-- START RECORDS TO PROCESS --

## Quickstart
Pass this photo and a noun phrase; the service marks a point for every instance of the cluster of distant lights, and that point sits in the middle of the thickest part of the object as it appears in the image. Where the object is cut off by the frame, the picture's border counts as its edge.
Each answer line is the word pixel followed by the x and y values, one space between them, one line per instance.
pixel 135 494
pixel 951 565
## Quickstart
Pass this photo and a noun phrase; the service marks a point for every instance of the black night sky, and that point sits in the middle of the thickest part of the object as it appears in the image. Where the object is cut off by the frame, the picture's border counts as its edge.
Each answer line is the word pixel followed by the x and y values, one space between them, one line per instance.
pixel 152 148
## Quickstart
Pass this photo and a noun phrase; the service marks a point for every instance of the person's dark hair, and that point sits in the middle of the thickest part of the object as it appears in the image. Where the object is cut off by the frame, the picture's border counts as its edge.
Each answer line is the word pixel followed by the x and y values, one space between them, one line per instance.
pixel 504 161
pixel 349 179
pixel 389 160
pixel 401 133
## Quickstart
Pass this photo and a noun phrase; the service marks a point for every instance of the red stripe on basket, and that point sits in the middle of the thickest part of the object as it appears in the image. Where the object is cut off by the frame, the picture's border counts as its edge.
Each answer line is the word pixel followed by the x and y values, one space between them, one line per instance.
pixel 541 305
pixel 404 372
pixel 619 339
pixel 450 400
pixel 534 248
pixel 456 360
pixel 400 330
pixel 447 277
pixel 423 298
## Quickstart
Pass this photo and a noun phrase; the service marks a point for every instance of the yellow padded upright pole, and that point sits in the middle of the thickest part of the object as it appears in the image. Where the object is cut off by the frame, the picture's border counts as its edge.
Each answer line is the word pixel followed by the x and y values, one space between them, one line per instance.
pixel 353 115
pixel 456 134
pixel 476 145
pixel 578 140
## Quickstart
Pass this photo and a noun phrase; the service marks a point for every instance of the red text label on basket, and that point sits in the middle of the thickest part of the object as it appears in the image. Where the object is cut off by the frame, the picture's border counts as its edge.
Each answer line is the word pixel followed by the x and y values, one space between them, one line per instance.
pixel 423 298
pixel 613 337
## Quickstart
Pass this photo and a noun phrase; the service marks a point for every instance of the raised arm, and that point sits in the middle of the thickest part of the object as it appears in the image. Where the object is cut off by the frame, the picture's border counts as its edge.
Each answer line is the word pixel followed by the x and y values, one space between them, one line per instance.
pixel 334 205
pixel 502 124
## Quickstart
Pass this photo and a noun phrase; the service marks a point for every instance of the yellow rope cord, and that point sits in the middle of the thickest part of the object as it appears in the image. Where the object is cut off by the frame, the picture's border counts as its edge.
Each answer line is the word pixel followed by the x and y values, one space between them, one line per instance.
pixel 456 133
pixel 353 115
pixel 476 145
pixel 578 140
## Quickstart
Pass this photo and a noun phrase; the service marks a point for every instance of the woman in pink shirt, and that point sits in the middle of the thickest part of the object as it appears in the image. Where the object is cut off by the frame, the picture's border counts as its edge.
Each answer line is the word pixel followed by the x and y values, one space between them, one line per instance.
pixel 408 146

-- END RECORDS TO PROCESS --

WORK TO COMPLETE: Copy out every line of the records above, word for word, with nothing changed.

SOLVED PROBLEM:
## Quickstart
Pass this photo and a noun phrase; the service marks a point for every instance of the cluster of distant lights, and that point sits in the middle of the thickest part of the object as it appears in the image. Where the object is cut off by the frame, the picture's border counts as its edge.
Each answer line is the word pixel followed by the x and y values, one space between them, one line per instance.
pixel 135 494
pixel 951 565
## Quickstart
Pass this photo and a noun phrase; the service marks a point for every instance of the black night sky, and that point sits in the middle of the thickest part of the object as it appears in the image. Where the object is cut off by the frame, the picture's border counts as its edge.
Each answer line is the word pixel followed by the x and y values, one space between them, one line per instance.
pixel 152 148
## Quickstart
Pass this photo and a noun phrase; the service marks a point for every instance of the person's dark hair, and that point sits in the middle of the thickest part of the object as it appears in the image. Where the object is cut off by the frame, the picture's border counts as its edge.
Each answer line is the word pixel followed by the x and y values, one space between them, one line per instance.
pixel 504 161
pixel 349 179
pixel 389 160
pixel 401 133
## Quickstart
Pass this photo and a noun phrase; the service marks a point for every instance of the red stripe on basket, and that point sits in the middle of the thickest part of the object as it appears in the image. Where the object is cut off by the frame, the picture's border counts as its edge.
Each answer line is the word pixel followed by the x and y values, one space between them, one line per instance.
pixel 541 305
pixel 404 372
pixel 619 339
pixel 450 400
pixel 534 248
pixel 456 360
pixel 400 330
pixel 447 277
pixel 423 298
## Quickstart
Pass this photo and a noun phrase; the service marks a point for every instance of the yellow padded upright pole, and that point sits in the middle of the thickest part of the object as it appears in the image. Where the object is cut off by the frame, the picture's border counts as its edge.
Each answer line is the word pixel followed by the x and y values, one space between them, one line per instance.
pixel 353 115
pixel 456 134
pixel 476 145
pixel 578 140
## Quickstart
Pass this photo and a noun phrase; the service marks a point for every instance of the red text label on basket, and that point sits in the middle of the thickest part of the object as it appears in the image. Where the object is cut off by the frame, the picture's border counts as its edge.
Each answer line is the word pixel followed by the x and y values, one space between them, one line per instance.
pixel 423 298
pixel 613 337
## Quickstart
Pass this photo and a noun phrase; the service marks a point for every instance of the raised arm, and that point sits in the middle of the thickest part of the object as it appears in the image. Where the object is cut off by the frame, the picture's border counts as its edge.
Each answer line is the word pixel followed by the x and y values, one space between them, one line per instance.
pixel 334 205
pixel 502 124
## Quickstart
Pass this photo and a noun phrase; the service marks a point for every instance of the yellow rope cord, and that point sits in the middle of the thickest part of the object as it appears in the image. Where the object is cut off by the frame, the picture's border counts as its edge.
Each answer line is the word pixel followed by the x and y values, one space between them, one line per instance.
pixel 456 133
pixel 353 115
pixel 476 145
pixel 578 140
## Quickstart
Pass this photo and a noun phrase; the service marks a point for every instance of the woman in pink shirt, and that point sits in the middle of the thickest part of the object as it appears in the image. Where the object is cut off by the frame, the picture's border counts as its edge.
Each answer line is the word pixel followed by the x and y values, one space between them, one line per instance.
pixel 408 146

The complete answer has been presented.